--- WORK TASK ---
Write the data below out again in full, exactly as shown.

--- DATASET RECORDS ---
- - -

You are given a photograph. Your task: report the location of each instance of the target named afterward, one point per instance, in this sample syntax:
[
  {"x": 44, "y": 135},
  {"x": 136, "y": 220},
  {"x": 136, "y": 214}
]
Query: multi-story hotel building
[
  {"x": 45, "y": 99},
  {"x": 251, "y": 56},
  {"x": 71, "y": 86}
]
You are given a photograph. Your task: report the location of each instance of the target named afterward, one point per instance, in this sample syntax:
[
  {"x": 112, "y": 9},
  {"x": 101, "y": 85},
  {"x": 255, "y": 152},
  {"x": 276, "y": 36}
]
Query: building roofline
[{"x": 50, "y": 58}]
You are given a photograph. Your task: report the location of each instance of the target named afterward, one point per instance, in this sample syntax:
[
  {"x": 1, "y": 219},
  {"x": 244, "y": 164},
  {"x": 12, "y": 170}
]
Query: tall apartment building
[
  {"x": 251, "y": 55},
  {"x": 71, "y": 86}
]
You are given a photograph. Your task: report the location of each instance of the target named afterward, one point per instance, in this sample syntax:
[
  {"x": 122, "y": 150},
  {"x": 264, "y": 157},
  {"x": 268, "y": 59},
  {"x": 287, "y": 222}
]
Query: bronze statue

- - -

--- REPLY ---
You are given a photograph. Your task: report the location of each instance of the target named afterward, one point per instance, in this sample syntax:
[
  {"x": 44, "y": 135},
  {"x": 136, "y": 220},
  {"x": 136, "y": 214}
]
Query: multi-story hotel building
[
  {"x": 45, "y": 99},
  {"x": 251, "y": 56},
  {"x": 71, "y": 86}
]
You are given a photograph. Your task: report the location of each instance of the target named afterward, one point per instance, in this sample syntax:
[
  {"x": 112, "y": 9},
  {"x": 101, "y": 85},
  {"x": 255, "y": 152},
  {"x": 276, "y": 36}
]
Query: building roofline
[{"x": 50, "y": 58}]
You are given a photograph. Your task: report the location of each instance of the target named afterward, one point per instance, in this sample syntax:
[
  {"x": 1, "y": 219},
  {"x": 244, "y": 164},
  {"x": 12, "y": 170}
]
Query: tall apartment building
[
  {"x": 251, "y": 55},
  {"x": 71, "y": 86}
]
You are given a photograph. Your task: report the location of each instance of the target named afterward, one point per instance, in this sample syntax:
[
  {"x": 122, "y": 150},
  {"x": 264, "y": 157},
  {"x": 268, "y": 59},
  {"x": 287, "y": 222}
]
Query: bronze statue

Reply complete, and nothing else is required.